- _HOW TO COMPLETE THIS TASK_:
All records that follow are to be copied exactly, with images omitted.

Top of MATERIAL PROVIDED

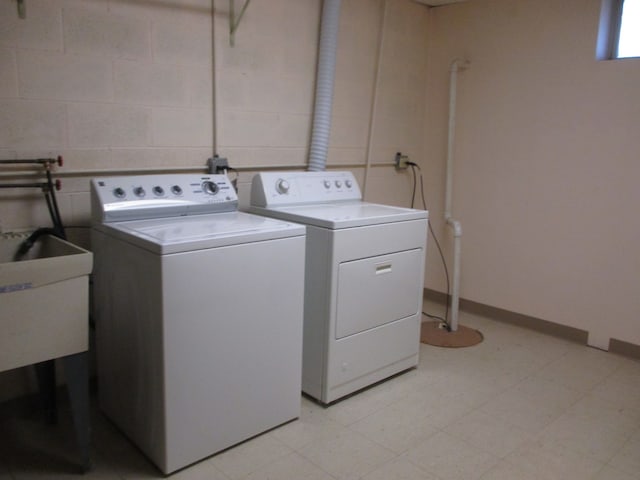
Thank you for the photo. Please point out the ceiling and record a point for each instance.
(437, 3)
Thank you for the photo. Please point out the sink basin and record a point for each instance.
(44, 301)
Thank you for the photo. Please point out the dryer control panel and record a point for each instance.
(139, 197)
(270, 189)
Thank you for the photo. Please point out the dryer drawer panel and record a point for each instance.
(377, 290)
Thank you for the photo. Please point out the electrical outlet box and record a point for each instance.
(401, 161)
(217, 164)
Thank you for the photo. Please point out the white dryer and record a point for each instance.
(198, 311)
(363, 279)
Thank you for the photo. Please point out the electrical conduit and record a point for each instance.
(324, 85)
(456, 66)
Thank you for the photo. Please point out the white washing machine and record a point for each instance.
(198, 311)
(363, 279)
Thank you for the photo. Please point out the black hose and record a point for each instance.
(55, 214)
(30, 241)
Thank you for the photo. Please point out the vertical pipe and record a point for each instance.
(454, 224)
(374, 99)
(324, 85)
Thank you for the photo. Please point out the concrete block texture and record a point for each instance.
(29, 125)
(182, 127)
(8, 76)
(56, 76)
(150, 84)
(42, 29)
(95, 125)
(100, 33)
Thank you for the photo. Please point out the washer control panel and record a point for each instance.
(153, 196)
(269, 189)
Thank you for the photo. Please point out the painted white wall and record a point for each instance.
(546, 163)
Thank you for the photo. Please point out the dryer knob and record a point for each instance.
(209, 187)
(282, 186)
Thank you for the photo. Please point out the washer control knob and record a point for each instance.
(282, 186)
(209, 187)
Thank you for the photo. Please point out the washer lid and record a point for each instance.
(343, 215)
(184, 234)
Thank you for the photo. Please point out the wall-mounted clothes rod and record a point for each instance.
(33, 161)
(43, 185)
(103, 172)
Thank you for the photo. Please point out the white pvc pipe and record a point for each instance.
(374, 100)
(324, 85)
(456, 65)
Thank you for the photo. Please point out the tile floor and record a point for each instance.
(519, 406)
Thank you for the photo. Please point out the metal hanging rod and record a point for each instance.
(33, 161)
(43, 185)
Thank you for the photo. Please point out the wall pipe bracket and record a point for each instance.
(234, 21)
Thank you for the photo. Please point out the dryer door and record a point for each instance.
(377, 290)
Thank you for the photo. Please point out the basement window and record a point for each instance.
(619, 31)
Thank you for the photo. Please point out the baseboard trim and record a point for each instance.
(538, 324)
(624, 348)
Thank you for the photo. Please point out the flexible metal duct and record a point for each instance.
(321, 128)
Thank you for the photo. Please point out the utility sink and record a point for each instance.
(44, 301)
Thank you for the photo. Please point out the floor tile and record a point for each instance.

Bottom of MATERIAL PROVIDED

- _WRITTEN SOLUTION_:
Thank you for the photo. Please point out the ceiling and record a point for each instance.
(437, 3)
Thank you for the photo. Please point out the sink basin and record a point for each instance.
(44, 301)
Thank you for the photo. Please point out the dryer control panel and record a point for each instance.
(139, 197)
(270, 189)
Thank you for the photo. Please point out the dryer drawer panel and record a point for each instance.
(377, 290)
Thank you for the photo. Please point out the electrical outlet box and record a point for each instance.
(401, 161)
(217, 164)
Thank you for the photo. Please point out the white dryer and record a point for each instance.
(198, 311)
(363, 279)
Thank you for the photo. Please point out the electrical conduit and record a point for each instance.
(324, 85)
(456, 66)
Thank you for the photo. Please point out the white washing machine and record a point for each instance.
(198, 311)
(363, 279)
Thank you for the photo. Please point out the black hose and record a point for each instance.
(55, 214)
(30, 241)
Thank you for the photo. Please point out the vertical pipe and record a point for each instance.
(454, 224)
(374, 99)
(324, 85)
Thank you for the photo. Please point out the concrete block texture and record a point for each instance.
(29, 125)
(182, 127)
(8, 76)
(56, 76)
(150, 84)
(42, 29)
(95, 125)
(100, 33)
Thank you for the photo. Please point out the washer control panel and record a point for each instance.
(153, 196)
(269, 189)
Thank you for the photo. Please point out the painted white wall and record a point for each instance.
(546, 163)
Thank you for the photo. Please point out the dryer knob and record a point for each instance.
(209, 187)
(282, 186)
Thank you for the photo. Please point out the washer control knob and record a point for each instance.
(282, 186)
(209, 187)
Thank you for the photo. Please point out the washer lid and record a point for each instance.
(343, 215)
(184, 234)
Thank you for the photo. Please point out the wall-mounted clothes rod and record a point for each instance.
(33, 161)
(43, 185)
(103, 172)
Thank you for the photo. Please point out the white pvc pipe and record a point for each instance.
(374, 100)
(324, 85)
(456, 65)
Thank you for the photo. Please point out the tile floor and record a point for each instance.
(519, 406)
Thank you for the photo. Please point out the metal hanging rod and record a point for each instance.
(33, 161)
(43, 185)
Thank you for the photo. Please point out the wall pipe bracket and record a point for each instance.
(234, 21)
Thank you for the photo. Please point out the dryer door and record a point for each instance.
(377, 290)
Thank you for the photo. Please point out the basement window and record a point for each instance.
(619, 31)
Thank you for the photo. Please point out the baseboard trim and record a point for each instance.
(538, 324)
(624, 348)
Thank you for the photo. Please point out the flexible metal duct and record a point for each instance.
(321, 128)
Thank you for the photo. Please point out the utility sink and record a point for each instance.
(44, 301)
Thank you for the photo. Please point out the floor tile and record a point for each instance.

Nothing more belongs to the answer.